Texto citado –
Ademais, entendo igualmente fundado o receio de dano irreparável, seja pelo comprometimento do processo de aprovação do Projeto de Lei Orçamentária 2016, quanto pelos potenciais prejuízos a serem suportados pela Defensoria Pública caso sejam desconsideradas as necessidades financeiras da instituição e, por via de consequência, o risco de ineficácia da medida caso tenha que aguardar o pronunciamento definitivo sobre a questão.
Entretanto, não se pode olvidar que a pretensão de suspensão da tramitação da Proposta de Lei Orçamentária do ano de 2016 junto à Assembleia Legislativa impõe prejuízo ao trâmite regular de importante matéria, razão porque entendo que o encaminhamento imediato da proposta orçamentária da Defensoria Pública Estadual àquela Casa Legislativa revela-se medida mais adequada ao caso.
Diante do exposto, por estarem presentes os elementos ensejadores da medida pretendida, defiro o pedido liminar para determinar que a autoridade impetrada envie incontinente à Assembleia Legislativa a proposta orçamentária elabora pela Defensoria Pública a fim de que integre o projeto de lei objeto da Mensagem nº 7790, de 15 de outubro de 2015.

Linhas de dados –
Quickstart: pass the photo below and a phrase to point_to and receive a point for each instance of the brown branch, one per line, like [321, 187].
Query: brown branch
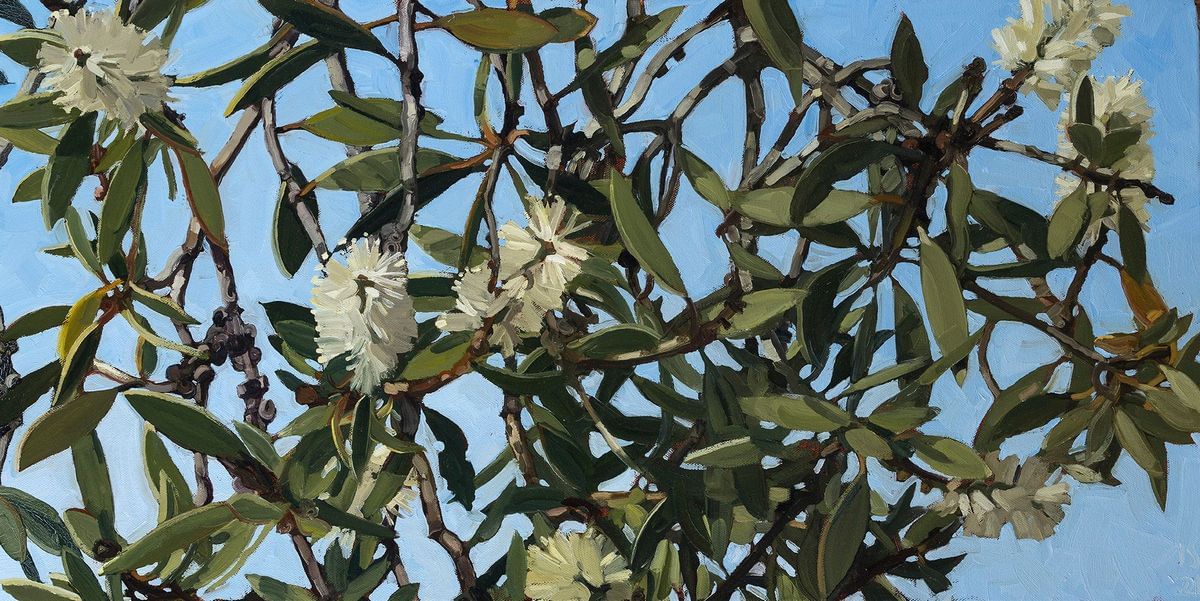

* * *

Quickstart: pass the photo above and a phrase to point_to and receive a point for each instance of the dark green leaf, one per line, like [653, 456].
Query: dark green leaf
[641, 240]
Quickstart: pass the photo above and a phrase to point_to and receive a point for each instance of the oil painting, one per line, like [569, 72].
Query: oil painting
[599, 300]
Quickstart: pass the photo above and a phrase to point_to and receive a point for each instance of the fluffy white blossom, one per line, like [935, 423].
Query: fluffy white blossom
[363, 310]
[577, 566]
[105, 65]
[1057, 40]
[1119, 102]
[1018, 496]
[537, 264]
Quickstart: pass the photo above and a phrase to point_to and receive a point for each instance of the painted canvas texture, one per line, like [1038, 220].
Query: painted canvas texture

Instruções do exercício –
Você pode reescrever tudo o que vai de "Ademais, entendo igualmente" até "adequada ao caso." no texto citado, substituindo "Assembleia Legislativa" por "Câmara Legislativa"?

Resposta –
Ademais, entendo igualmente fundado o receio de dano irreparável, seja pelo comprometimento do processo de aprovação do Projeto de Lei Orçamentária 2016, quanto pelos potenciais prejuízos a serem suportados pela Defensoria Pública caso sejam desconsideradas as necessidades financeiras da instituição e, por via de consequência, o risco de ineficácia da medida caso tenha que aguardar o pronunciamento definitivo sobre a questão.
Entretanto, não se pode olvidar que a pretensão de suspensão da tramitação da Proposta de Lei Orçamentária do ano de 2016 junto à Câmara Legislativa impõe prejuízo ao trâmite regular de importante matéria, razão porque entendo que o encaminhamento imediato da proposta orçamentária da Defensoria Pública Estadual àquela Casa Legislativa revela-se medida mais adequada ao caso.